▸ **Página**:
El problema de los anteojos "Cosmovisión, conocimiento y subjetividad en la posmodernidad".
- bolfrangodoy
- 20 abr 2024
- 10 Min. de lectura
Actualizado: 12 jul

Es difícil ver lo transparente.
Julio Cortázar

La epistemología es la rama de la ciencia que reflexiona sobre la forma en la que vemos el mundo. Cada cultura tiene sus características y carencias, sus búsquedas y huecos, sus intereses y desintereses. Cada contexto es como un par de anteojos a través de los cuales miramos la realidad. Mirar el mundo con anteojos es verlo con ciertos matices, aumentos y bordes. Todos nacimos detrás de un par de anteojos y esto representa tanto una posibilidad como una limitación.

Cada época tiene, en palabras de Umberto Eco, sus propias metáforas epistemológicas. A través de ellas, comprendemos en qué consiste el espíritu de una época, cómo se percibe el mundo, cuáles son los enfoques y las tendencias. Descartes imaginaba el mundo como un espacio blanco y vacío, una tabula rasa. A partir de ahí, la razón podía guiarlo a conocer el resto de las cosas; primero el pensamiento y luego, a través de él, el descubrimiento de la propia existencia y del resto del mundo. Me imagino a los sofistas, a los que tanto odiaba Platón, como actores de teatro que montaban una obra muy creíble pero también muy falsa; de esta forma demostraban su idea de que el mundo es una trampa para los sentidos. El Renacimiento explotó recurrentemente la metáfora del buen príncipe. La epistemología de Émile Zola y los escritores naturalistas franceses del siglo XIX podría representarse a través de un hombre atrapado en sus circunstancias; está condenado a su destino y a la miseria. Howard Hughes es una buena metáfora del pragmatismo norteamericano: un millonario emprendedor que logra lo imposible, que desafía todos los límites, incluso si eso lo lleva a rozar la locura.

▸ **Ejercicio escrito A**:
Transcribe literalmente el fragmento del ensayo sobre los anteojos y la epistemología que va desde "El problema de" hasta "como una limitación.".
▸ **Ejercicio escrito B**:
Prolonga el ensayo sobre los anteojos y la epistemología a partir de su última oración, manteniendo el mismo registro.

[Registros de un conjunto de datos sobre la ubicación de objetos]
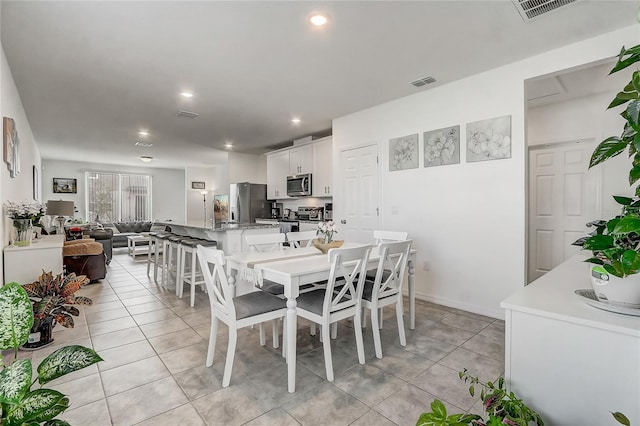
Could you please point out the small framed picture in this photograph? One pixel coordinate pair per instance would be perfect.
(65, 186)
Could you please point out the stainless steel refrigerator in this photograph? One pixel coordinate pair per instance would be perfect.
(248, 201)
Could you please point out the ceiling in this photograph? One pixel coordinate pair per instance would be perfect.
(92, 74)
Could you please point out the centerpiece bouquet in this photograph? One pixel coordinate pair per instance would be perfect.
(325, 233)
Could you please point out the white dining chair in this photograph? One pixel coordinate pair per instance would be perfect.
(386, 288)
(326, 306)
(236, 312)
(299, 239)
(262, 243)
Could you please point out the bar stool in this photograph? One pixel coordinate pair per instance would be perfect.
(152, 254)
(194, 278)
(162, 243)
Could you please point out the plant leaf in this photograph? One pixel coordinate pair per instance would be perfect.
(64, 361)
(15, 381)
(33, 405)
(608, 148)
(627, 224)
(16, 316)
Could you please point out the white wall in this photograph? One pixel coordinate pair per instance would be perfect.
(168, 193)
(19, 188)
(467, 220)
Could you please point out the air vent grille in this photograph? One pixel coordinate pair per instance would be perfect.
(187, 114)
(530, 9)
(423, 81)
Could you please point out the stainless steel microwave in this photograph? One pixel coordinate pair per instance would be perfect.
(299, 185)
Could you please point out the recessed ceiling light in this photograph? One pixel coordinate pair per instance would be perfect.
(318, 20)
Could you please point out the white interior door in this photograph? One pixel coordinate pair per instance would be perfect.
(563, 195)
(358, 211)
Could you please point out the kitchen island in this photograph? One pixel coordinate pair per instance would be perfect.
(571, 362)
(229, 236)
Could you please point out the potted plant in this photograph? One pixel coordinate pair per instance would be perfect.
(615, 243)
(21, 405)
(52, 297)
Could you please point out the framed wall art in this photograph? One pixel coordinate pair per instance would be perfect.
(489, 139)
(403, 153)
(442, 146)
(65, 186)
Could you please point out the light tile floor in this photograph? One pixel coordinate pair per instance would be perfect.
(154, 348)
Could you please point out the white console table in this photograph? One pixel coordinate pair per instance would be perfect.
(25, 264)
(571, 362)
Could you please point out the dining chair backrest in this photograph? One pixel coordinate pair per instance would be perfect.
(212, 263)
(265, 242)
(301, 238)
(393, 258)
(385, 236)
(349, 266)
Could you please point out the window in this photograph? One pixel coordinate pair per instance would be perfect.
(114, 197)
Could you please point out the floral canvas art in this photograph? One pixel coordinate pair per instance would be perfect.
(489, 139)
(403, 153)
(442, 146)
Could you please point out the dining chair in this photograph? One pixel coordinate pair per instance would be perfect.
(236, 312)
(326, 306)
(265, 243)
(386, 288)
(299, 239)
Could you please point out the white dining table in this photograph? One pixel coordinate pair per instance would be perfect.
(293, 268)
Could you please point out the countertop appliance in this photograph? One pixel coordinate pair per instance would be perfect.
(248, 201)
(299, 185)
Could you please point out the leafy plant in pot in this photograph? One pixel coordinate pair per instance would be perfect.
(615, 243)
(21, 405)
(52, 297)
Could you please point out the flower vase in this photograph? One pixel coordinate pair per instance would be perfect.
(24, 231)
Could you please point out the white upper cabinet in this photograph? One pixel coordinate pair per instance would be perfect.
(322, 179)
(300, 159)
(315, 158)
(277, 172)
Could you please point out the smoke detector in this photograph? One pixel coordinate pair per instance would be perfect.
(530, 9)
(187, 114)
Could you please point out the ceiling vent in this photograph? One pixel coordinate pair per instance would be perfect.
(423, 81)
(530, 9)
(187, 114)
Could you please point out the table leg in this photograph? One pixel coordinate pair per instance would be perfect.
(292, 328)
(412, 295)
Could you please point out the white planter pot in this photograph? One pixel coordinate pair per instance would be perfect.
(618, 291)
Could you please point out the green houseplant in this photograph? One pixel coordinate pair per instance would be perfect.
(21, 405)
(502, 408)
(615, 243)
(52, 298)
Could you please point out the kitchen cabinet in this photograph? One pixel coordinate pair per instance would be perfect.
(300, 159)
(277, 172)
(322, 178)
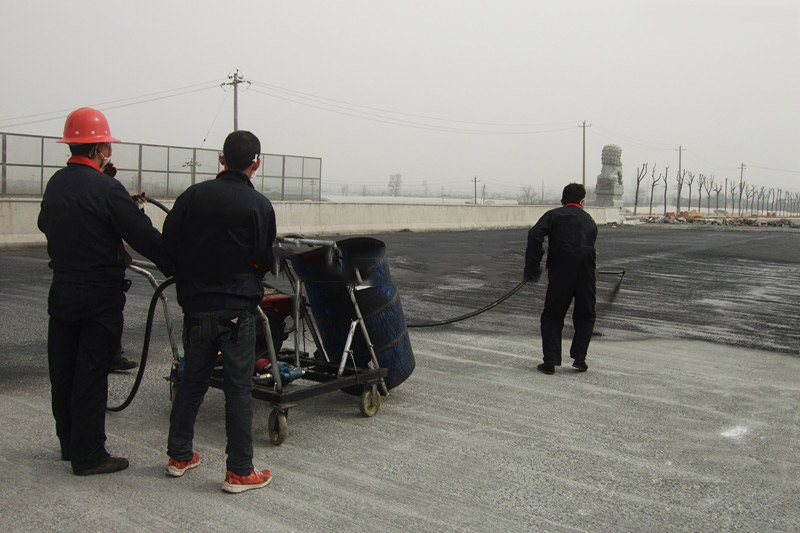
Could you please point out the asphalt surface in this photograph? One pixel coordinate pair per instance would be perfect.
(687, 419)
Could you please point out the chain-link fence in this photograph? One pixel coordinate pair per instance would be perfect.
(28, 161)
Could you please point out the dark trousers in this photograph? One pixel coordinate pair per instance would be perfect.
(564, 286)
(231, 332)
(80, 353)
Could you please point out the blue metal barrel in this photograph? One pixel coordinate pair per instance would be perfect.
(326, 288)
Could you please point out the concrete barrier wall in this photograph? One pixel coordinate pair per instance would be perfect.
(18, 218)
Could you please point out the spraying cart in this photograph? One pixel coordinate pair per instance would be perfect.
(340, 300)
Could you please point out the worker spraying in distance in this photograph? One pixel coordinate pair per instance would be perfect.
(571, 259)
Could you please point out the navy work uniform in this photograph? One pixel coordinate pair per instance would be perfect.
(571, 260)
(220, 233)
(85, 215)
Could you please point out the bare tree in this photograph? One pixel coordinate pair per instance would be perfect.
(771, 199)
(749, 193)
(653, 182)
(679, 179)
(725, 195)
(708, 185)
(395, 181)
(689, 181)
(640, 174)
(718, 188)
(701, 183)
(742, 185)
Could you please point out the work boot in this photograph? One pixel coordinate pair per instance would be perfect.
(580, 366)
(546, 368)
(235, 483)
(105, 466)
(122, 364)
(177, 468)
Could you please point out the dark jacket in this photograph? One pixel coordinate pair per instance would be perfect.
(220, 233)
(85, 216)
(571, 234)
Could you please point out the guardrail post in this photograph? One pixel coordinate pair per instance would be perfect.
(3, 179)
(139, 179)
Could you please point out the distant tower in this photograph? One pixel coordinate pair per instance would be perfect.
(608, 191)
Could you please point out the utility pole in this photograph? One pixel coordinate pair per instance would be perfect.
(236, 79)
(584, 126)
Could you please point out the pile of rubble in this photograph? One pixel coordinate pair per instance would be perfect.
(693, 217)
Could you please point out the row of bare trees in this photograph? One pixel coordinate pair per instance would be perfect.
(752, 199)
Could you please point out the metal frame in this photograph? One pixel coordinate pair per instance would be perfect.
(167, 172)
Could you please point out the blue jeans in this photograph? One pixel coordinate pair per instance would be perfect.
(205, 334)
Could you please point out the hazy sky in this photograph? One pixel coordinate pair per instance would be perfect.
(438, 91)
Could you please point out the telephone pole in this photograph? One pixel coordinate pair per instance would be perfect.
(584, 126)
(236, 79)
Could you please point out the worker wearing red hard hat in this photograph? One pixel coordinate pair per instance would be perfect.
(85, 216)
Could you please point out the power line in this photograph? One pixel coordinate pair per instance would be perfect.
(103, 107)
(616, 136)
(354, 107)
(365, 115)
(62, 111)
(775, 169)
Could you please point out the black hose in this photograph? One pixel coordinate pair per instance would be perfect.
(495, 303)
(146, 347)
(506, 296)
(155, 203)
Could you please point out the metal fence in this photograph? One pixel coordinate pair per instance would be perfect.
(28, 161)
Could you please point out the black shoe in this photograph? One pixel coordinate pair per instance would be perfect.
(122, 364)
(106, 466)
(546, 368)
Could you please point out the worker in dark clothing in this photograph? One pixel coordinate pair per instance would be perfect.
(220, 233)
(571, 234)
(85, 216)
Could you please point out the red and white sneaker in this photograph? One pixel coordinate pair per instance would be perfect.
(255, 480)
(177, 468)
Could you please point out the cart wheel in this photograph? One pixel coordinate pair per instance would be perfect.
(370, 401)
(276, 425)
(173, 390)
(174, 380)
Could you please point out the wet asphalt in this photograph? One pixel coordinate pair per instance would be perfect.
(687, 419)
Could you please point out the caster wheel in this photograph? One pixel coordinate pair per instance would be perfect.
(174, 380)
(276, 425)
(370, 401)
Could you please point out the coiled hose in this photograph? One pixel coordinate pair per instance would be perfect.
(145, 347)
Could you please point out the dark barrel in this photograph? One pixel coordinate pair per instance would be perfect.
(326, 288)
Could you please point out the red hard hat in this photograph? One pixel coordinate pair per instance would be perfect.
(86, 126)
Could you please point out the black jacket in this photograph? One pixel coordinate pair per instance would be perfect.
(220, 234)
(571, 234)
(85, 215)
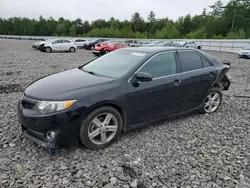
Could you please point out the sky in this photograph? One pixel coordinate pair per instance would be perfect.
(104, 9)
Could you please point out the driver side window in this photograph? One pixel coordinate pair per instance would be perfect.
(161, 65)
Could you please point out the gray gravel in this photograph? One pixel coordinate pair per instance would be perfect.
(192, 151)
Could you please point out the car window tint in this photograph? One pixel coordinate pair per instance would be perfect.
(55, 42)
(66, 41)
(161, 65)
(80, 40)
(206, 63)
(58, 42)
(189, 60)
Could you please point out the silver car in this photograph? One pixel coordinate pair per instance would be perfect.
(59, 45)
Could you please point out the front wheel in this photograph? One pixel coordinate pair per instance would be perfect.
(101, 128)
(212, 101)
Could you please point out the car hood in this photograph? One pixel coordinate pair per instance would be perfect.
(64, 84)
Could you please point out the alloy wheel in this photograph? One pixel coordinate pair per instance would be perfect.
(212, 102)
(102, 128)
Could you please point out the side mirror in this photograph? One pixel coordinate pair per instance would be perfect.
(143, 77)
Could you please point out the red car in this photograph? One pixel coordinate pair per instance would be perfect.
(108, 46)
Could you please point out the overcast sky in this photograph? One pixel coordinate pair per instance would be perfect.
(95, 9)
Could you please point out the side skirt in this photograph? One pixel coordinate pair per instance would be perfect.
(146, 124)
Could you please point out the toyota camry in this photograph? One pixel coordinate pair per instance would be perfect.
(94, 103)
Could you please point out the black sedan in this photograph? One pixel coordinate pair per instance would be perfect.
(92, 104)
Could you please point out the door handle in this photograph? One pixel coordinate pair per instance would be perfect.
(177, 82)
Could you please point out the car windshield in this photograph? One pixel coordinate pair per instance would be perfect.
(115, 64)
(110, 43)
(247, 47)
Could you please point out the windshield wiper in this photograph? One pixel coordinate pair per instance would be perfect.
(91, 72)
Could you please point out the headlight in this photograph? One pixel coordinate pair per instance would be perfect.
(46, 107)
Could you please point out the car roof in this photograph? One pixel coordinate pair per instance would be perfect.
(152, 49)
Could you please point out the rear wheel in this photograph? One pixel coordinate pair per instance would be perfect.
(212, 101)
(48, 50)
(101, 128)
(72, 49)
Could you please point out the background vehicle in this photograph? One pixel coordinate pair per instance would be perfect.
(152, 44)
(81, 42)
(120, 91)
(91, 44)
(132, 43)
(59, 45)
(106, 47)
(37, 45)
(245, 52)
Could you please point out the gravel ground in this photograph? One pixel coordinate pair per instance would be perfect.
(189, 151)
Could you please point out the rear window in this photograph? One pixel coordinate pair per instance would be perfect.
(189, 61)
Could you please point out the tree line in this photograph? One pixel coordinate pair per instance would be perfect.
(230, 21)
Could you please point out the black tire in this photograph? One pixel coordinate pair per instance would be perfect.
(212, 90)
(48, 49)
(72, 49)
(84, 138)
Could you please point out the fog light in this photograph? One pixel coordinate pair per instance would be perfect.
(51, 135)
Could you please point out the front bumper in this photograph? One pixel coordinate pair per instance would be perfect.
(35, 126)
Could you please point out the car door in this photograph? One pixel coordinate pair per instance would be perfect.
(197, 77)
(66, 45)
(159, 97)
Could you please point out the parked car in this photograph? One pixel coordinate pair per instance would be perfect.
(132, 43)
(80, 42)
(59, 45)
(192, 44)
(37, 45)
(106, 47)
(91, 44)
(245, 52)
(122, 90)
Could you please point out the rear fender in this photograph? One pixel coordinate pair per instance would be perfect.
(223, 80)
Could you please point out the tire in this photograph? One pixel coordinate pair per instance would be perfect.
(206, 109)
(48, 49)
(72, 49)
(88, 128)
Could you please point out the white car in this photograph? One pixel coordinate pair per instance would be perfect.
(37, 44)
(80, 42)
(59, 45)
(245, 52)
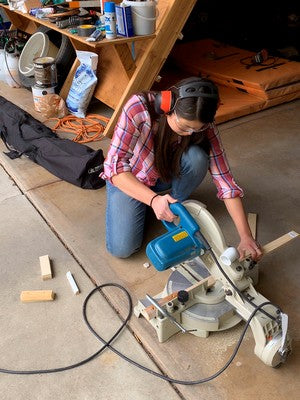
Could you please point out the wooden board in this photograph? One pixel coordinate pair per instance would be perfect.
(31, 296)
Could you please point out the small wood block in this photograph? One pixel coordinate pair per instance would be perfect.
(279, 242)
(252, 218)
(45, 267)
(31, 296)
(72, 283)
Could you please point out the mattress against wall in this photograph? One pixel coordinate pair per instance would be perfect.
(234, 67)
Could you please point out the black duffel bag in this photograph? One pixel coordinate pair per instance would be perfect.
(73, 162)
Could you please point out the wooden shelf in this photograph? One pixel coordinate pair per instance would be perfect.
(123, 69)
(37, 21)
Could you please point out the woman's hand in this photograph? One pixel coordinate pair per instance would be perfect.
(248, 247)
(161, 208)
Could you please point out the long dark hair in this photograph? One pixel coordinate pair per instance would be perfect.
(202, 109)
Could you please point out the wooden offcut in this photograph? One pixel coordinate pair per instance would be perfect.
(31, 296)
(252, 218)
(45, 264)
(282, 240)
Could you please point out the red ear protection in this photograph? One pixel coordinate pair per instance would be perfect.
(164, 102)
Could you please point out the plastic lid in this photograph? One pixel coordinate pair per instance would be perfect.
(109, 6)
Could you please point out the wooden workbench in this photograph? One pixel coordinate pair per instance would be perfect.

▸ **Respuesta final A**:
El problema de los anteojos "Cosmovisión, conocimiento y subjetividad en la posmodernidad".
- bolfrangodoy
- 20 abr 2024
- 10 Min. de lectura
Actualizado: 12 jul

Es difícil ver lo transparente.
Julio Cortázar

La epistemología es la rama de la ciencia que reflexiona sobre la forma en la que vemos el mundo. Cada cultura tiene sus características y carencias, sus búsquedas y huecos, sus intereses y desintereses. Cada contexto es como un par de anteojos a través de los cuales miramos la realidad. Mirar el mundo con anteojos es verlo con ciertos matices, aumentos y bordes. Todos nacimos detrás de un par de anteojos y esto representa tanto una posibilidad como una limitación.

▸ **Respuesta final B**:
Si tuviera que pensar en una metáfora epistemológica de nuestra época, se me ocurren inmediatamente las secuencias finales de El Club de la pelea (The Fight Club), la película dirigida por David Fincher. Luego de golpizas brutales, de planificar atentados y hacer jabón con grasa humana, el moribundo Edward Norton contempla la ciudad desde la cima de un edificio junto a su disfuncional y confundida novia. Toda la trama de la película los condujo a ese momento sublime en el cual, como un acto poético y con inmenso placer, observan el derrumbe de enormes edificios.
La imagen de Fincher es elocuente: todas las estructuras que sustentaron nuestro estilo de vida se rompen en mil pedazos. Y nosotros, los habitantes de este nuevo milenio, tenemos el horroroso privilegio de observar el derrumbe de los grandes relatos como si fuera un poema épico. El Club de la pelea inaugura en el cine la era del nihilismo colectivo, la fe en la nada. El arte y la filosofía de la posmodernidad, que corren por libros sombríos y por luminosas canciones de pop, transportan el germen de la de(con)strucción de todas las cosas. Nuestra era no para de hablar de los anteojos que llevamos puestos. El debate epistemológico está en todos lados: en la televisión, en los pasillos de las oficinas, en las redes sociales, en las aulas. La gente no para de repetir, incluso sin saberlo, las opiniones de Foucault, Bourdieu, Derrida, Lyotard, Althusser, Vattimo, Deleuze, Gadamer, Dilthey y el resto de posestructuralistas, nihilistas, postmarxistas y heideggerianos. La metafísica ha sido destruida, dicen. El ser humano es un bichito encerrado en las paredes del enorme universo. No existe ningún fundamento, es imposible agarrarse de algo.
De Nietzsche aprendimos que Dios ha muerto, que toda especulación sobre la trascendencia o el sentido de la vida es un consuelo de tontos. El dramaturgo y político checo Václav Havel dijo que esta ausencia de lo divino fue también el puntapié que nos condujo a semejante angustia.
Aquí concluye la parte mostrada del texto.